Set of tasks:
[a] Repeat the passage below on the M83 song "Wait" word for word, from "On Earth, the" up to and including "from the girl.".
[b] In order, list every music video in the trilogy described in the passage below on the M83 song "Wait".

Passage provided:

"Wait" is a song by French electronic music band M83. The track was released on 5 December 2012 as the fifth single from their sixth studio album, Hurry Up, We're Dreaming (2011).

Music video
A music video was released on 5 December 2012 that was directed by Fleur & Manu and produced by Jules de Chateleux and Jean Davi. A trilogy was successfully made after they finally made this video together with the other two music videos "Midnight City" and "Reunion".

Music video description

The video for "Wait" is the finale in the trilogy which began with "Midnight City" and continued in "Reunion", concerning a group of children with psychic powers who escaped their shadowy captors in the previous videos.

This video follows the 'antagonist' girl from the second video, now escaped and of her own free will but trapped on an Earth where some kind of cataclysm has taken place and the last few humans left attack and hate each other.  She meets a pack of white wolves who seem inquisitive towards her, and leaves with them as a man is chased and attacked by a group of other men and some kind of explosion occurs.  

Meanwhile, the main boy from the previous videos and the older blonde boy are somewhere in space travelling asleep in a Tetrahedron shape, and they seem to detect the explosion and come to, sensing the Earth's suffering.  The girl visits a desert and uses her power to find a droplet of water from within the sand, while the boys' craft travels towards Earth, putting them under considerable strain.  

On Earth, the girl lives with the pack of wolves in a rainforest (which may have been her own creation from the desert), and she looks to the sky, seemingly sensing the boys' approach.  As the tetrahedron approaches the planet, it breaks apart before entering the atmosphere and the boys fall to the surface.  The blonde boy is not seen again but the main boy falls through the sky and lands in the rainforest, not far from the girl.

Dataset content:
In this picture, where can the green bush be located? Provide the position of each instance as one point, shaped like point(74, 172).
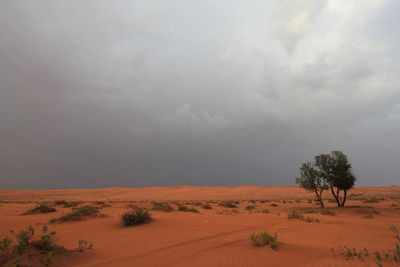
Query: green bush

--

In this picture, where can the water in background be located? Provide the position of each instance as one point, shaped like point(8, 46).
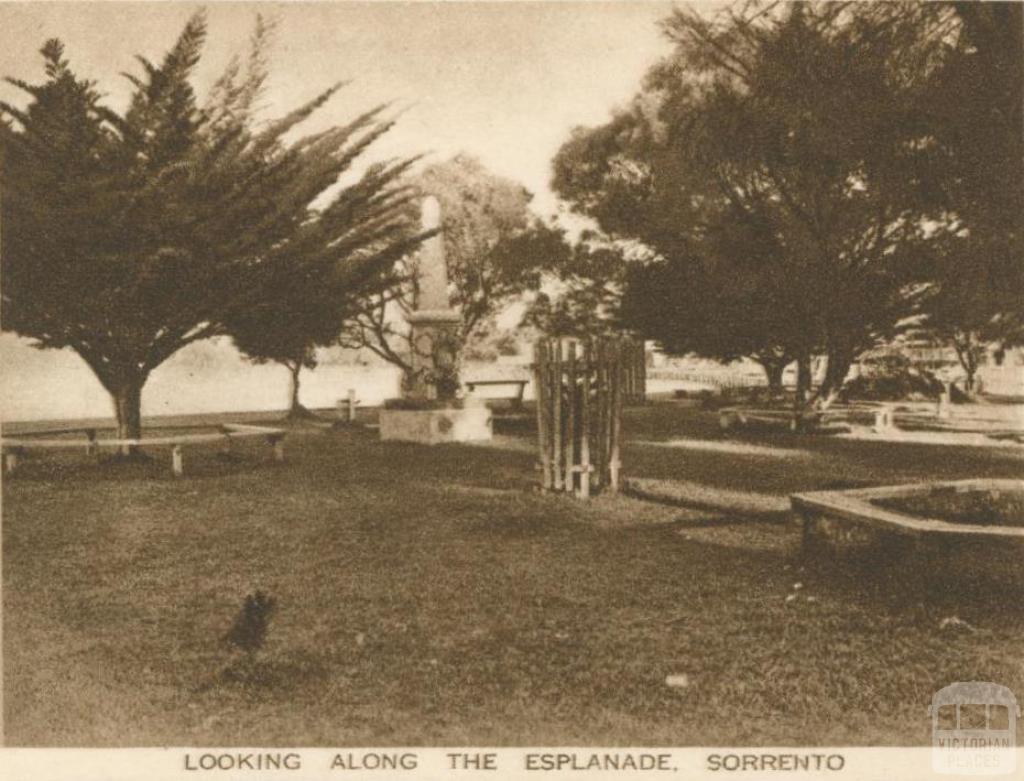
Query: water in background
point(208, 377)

Per-task outputs:
[a]
On Earth, the girl lives with the pack of wolves in a rainforest (which may have been her own creation from the desert), and she looks to the sky, seemingly sensing the boys' approach.  As the tetrahedron approaches the planet, it breaks apart before entering the atmosphere and the boys fall to the surface.  The blonde boy is not seen again but the main boy falls through the sky and lands in the rainforest, not far from the girl.

[b]
1. "Midnight City"
2. "Reunion"
3. "Wait"